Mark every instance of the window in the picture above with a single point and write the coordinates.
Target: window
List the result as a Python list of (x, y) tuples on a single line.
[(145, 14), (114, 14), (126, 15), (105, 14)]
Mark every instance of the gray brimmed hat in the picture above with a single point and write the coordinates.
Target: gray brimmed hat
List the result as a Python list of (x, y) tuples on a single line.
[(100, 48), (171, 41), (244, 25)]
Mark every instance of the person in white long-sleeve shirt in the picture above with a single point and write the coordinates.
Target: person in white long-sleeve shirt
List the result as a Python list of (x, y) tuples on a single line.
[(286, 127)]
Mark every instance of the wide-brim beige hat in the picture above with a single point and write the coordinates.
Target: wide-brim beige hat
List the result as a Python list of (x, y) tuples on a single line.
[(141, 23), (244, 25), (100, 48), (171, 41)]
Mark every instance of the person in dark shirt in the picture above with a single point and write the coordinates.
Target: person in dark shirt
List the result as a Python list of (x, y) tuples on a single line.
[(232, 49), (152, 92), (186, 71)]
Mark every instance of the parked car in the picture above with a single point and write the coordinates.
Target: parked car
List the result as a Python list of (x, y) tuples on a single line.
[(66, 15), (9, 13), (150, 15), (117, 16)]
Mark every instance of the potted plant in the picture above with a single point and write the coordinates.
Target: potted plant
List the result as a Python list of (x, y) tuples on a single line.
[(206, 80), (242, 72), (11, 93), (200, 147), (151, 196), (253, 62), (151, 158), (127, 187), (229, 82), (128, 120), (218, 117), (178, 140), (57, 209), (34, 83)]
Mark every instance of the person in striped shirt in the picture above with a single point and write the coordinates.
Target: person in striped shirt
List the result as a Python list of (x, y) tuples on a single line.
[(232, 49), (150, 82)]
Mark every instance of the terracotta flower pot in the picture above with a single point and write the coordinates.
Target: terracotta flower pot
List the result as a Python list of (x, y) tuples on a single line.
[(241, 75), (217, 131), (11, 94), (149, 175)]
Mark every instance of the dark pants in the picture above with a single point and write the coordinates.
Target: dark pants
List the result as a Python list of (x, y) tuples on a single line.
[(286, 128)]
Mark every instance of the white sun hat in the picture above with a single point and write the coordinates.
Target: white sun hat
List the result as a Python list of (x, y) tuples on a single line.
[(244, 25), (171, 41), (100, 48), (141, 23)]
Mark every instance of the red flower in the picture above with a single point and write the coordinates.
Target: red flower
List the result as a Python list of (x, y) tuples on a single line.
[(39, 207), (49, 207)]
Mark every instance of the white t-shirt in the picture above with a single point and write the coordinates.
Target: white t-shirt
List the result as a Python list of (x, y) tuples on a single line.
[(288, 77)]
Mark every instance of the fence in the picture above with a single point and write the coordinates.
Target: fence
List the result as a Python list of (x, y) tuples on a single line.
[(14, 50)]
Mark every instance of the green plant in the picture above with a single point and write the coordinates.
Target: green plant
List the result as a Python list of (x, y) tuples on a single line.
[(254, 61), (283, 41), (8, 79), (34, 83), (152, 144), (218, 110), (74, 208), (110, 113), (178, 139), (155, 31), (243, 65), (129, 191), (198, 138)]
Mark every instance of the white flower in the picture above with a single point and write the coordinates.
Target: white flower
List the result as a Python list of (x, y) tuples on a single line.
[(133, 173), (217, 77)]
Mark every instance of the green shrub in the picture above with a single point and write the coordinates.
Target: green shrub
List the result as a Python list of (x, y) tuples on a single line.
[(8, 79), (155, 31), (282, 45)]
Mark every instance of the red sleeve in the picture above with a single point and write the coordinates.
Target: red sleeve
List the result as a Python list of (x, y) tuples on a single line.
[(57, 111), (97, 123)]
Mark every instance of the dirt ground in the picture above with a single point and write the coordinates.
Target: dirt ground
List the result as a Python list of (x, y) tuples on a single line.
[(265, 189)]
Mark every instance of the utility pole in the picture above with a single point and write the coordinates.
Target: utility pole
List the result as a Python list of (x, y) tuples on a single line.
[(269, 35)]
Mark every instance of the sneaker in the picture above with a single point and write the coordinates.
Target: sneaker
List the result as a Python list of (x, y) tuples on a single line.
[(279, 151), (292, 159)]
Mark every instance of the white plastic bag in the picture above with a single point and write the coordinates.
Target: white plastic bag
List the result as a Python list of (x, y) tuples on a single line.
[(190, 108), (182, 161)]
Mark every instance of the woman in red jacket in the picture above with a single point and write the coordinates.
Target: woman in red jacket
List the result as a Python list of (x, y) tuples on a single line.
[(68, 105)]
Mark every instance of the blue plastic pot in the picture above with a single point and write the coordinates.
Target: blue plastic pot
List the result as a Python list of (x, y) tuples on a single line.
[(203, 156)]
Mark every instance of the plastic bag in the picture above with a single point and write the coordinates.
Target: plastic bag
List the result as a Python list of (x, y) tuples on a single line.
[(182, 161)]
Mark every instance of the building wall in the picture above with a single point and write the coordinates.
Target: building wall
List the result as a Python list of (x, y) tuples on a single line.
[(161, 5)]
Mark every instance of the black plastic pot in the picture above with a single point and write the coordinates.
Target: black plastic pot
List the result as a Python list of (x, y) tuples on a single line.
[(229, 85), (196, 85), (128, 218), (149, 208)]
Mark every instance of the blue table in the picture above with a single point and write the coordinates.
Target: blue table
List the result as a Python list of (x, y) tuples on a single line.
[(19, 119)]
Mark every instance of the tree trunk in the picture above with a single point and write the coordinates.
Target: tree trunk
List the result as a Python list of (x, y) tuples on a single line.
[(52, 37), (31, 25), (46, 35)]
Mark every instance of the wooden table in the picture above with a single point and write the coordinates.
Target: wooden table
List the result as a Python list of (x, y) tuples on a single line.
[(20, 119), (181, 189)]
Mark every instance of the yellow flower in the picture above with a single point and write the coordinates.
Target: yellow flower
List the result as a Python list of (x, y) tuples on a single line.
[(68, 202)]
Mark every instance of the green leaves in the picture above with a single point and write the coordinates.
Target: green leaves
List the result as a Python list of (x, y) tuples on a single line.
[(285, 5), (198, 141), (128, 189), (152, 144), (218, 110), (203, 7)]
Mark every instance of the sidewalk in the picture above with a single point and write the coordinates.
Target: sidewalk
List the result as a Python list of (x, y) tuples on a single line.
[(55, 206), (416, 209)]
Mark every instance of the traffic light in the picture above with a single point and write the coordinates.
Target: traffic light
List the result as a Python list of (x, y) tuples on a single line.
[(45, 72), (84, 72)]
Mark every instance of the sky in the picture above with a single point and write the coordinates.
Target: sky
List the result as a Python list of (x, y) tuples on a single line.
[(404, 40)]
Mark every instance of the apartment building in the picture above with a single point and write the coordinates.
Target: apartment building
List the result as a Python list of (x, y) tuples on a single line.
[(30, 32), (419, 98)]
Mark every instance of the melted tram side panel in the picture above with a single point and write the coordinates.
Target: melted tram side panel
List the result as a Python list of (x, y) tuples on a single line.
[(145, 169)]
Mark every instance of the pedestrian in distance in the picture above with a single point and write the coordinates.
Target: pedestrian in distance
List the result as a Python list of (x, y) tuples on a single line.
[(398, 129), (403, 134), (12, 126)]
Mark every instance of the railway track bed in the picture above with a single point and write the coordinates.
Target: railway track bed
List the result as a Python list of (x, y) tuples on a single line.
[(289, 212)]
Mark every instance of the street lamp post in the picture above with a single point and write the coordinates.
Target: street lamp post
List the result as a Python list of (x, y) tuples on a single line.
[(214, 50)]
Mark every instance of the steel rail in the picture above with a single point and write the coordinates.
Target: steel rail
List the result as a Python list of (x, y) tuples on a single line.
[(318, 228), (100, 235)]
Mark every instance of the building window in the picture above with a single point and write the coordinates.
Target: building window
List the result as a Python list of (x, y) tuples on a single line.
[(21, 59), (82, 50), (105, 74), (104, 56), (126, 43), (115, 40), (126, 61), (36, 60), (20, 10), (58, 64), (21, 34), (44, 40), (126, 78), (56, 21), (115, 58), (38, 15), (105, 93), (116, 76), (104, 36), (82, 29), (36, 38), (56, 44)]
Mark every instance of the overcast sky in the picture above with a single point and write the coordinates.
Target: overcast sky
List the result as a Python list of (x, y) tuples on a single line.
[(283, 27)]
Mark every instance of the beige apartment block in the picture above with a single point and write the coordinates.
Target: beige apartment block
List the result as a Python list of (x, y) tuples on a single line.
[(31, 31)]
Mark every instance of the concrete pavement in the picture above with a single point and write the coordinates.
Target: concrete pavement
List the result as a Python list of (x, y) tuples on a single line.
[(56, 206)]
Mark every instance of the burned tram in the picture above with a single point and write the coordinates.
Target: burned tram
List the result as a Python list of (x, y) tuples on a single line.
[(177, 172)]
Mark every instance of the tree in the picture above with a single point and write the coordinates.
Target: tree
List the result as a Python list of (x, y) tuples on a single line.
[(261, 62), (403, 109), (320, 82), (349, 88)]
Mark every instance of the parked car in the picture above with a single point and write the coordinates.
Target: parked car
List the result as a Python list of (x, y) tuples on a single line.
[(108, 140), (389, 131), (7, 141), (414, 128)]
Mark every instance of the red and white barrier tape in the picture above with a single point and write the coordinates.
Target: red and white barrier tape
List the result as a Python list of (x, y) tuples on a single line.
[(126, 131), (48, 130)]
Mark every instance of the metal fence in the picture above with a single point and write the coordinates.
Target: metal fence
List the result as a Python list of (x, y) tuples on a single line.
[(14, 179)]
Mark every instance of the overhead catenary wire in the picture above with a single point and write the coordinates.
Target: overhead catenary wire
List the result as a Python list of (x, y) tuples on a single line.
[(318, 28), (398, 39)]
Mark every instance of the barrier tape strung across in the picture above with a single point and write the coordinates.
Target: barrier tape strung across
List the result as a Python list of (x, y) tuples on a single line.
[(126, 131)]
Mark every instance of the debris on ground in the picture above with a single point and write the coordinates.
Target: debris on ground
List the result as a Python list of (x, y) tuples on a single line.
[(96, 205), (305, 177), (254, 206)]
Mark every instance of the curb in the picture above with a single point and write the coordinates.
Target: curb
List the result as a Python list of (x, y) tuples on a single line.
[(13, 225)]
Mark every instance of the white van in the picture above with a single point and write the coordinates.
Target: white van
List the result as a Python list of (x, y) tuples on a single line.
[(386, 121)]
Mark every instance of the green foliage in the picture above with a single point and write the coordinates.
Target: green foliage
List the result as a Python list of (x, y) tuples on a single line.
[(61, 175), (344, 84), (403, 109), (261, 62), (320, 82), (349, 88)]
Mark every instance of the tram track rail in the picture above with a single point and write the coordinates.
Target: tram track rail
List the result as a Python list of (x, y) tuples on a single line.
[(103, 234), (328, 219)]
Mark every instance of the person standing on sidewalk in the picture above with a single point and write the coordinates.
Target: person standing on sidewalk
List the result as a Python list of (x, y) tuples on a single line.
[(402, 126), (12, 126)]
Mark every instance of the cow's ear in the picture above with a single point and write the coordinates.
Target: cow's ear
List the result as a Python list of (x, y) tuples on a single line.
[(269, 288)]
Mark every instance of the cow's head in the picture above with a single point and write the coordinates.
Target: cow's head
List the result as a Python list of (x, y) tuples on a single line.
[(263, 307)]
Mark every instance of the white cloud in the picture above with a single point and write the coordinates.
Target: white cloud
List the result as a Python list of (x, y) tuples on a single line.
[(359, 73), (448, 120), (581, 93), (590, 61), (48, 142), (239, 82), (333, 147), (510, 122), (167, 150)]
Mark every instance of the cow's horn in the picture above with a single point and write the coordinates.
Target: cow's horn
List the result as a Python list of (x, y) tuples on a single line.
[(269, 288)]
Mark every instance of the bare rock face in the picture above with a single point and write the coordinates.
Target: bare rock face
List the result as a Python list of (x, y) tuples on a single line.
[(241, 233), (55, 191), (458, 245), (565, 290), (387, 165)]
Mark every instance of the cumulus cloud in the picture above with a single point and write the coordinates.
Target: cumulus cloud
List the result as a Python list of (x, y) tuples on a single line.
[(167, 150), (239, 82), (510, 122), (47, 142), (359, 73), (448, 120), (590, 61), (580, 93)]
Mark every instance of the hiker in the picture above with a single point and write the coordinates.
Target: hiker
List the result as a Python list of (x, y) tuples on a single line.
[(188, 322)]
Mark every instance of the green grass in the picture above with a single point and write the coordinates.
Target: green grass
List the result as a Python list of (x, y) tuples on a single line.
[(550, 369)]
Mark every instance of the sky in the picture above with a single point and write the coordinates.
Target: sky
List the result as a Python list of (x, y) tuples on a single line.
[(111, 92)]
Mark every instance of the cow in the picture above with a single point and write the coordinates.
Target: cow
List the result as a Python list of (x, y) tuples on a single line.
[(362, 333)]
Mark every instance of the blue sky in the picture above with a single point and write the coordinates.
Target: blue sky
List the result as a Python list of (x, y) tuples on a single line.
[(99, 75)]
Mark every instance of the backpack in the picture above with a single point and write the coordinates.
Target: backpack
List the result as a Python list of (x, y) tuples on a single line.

WHAT TO DO: Copy out the rows word for word, beginning with the line containing "Mark every instance of the melted" and continuing through the line containing "[(398, 129), (403, 134), (12, 126)]".

WORKED ANSWER:
Mark every instance of the melted tram side panel in the picture above with a single point and write the coordinates.
Target: melted tram side panel
List the result as a Python list of (x, y) tuples on a single line.
[(145, 169)]
Mark every instance of the pedestrian in distance in the picture above with a single point and write the coordinates.
Target: pedestrian in distance
List the result as a Python list of (x, y) tuples on a single line.
[(398, 129), (403, 134), (12, 126)]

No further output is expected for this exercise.